Please return every line below that contains the string "shirt".

Data records
Content starts
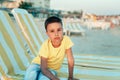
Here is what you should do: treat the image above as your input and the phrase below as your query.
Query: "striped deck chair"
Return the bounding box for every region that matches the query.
[0,65,13,80]
[62,21,68,35]
[63,21,85,36]
[0,10,32,80]
[70,23,85,36]
[59,54,120,80]
[11,8,45,56]
[75,23,85,35]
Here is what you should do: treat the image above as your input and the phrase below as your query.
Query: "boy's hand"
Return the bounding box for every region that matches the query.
[68,77,79,80]
[73,78,79,80]
[52,77,60,80]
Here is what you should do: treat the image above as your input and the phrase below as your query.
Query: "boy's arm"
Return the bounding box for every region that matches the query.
[41,56,59,80]
[66,48,74,80]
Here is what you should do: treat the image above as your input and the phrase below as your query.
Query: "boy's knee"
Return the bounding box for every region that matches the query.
[24,71,38,80]
[38,74,50,80]
[38,70,56,80]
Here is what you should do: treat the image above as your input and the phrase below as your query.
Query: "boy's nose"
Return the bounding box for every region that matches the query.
[55,32,58,36]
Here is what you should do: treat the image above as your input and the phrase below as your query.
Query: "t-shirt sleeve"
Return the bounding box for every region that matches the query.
[39,42,49,58]
[65,36,74,49]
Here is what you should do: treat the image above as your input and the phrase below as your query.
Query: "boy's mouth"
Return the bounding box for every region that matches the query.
[54,37,60,40]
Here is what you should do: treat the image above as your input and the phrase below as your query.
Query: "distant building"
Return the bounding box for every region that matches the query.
[1,0,50,9]
[1,0,24,8]
[25,0,50,9]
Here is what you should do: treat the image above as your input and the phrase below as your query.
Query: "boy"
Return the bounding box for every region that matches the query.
[24,16,75,80]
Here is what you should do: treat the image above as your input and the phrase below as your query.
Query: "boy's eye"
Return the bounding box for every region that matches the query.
[58,28,62,31]
[50,30,54,32]
[58,29,61,31]
[49,28,62,33]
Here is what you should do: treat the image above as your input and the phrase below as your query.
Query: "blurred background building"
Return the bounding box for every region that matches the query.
[0,0,83,18]
[0,0,61,18]
[0,0,50,9]
[0,0,119,25]
[25,0,50,8]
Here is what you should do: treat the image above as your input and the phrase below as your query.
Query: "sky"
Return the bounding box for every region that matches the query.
[50,0,120,15]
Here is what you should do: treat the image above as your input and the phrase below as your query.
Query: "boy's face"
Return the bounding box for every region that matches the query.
[46,22,63,46]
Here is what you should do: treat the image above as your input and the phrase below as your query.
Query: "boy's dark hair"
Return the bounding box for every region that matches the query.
[44,16,62,31]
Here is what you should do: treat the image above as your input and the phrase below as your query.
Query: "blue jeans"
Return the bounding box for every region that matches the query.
[24,63,57,80]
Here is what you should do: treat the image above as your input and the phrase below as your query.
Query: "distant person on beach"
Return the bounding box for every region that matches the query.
[24,16,77,80]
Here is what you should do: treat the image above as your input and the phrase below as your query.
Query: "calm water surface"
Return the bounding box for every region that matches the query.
[71,27,120,57]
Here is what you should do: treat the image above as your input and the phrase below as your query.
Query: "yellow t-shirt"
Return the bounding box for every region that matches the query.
Content ends
**SOLUTION TO THIS TASK**:
Query: "t-shirt sleeve"
Query: "yellow t-shirt"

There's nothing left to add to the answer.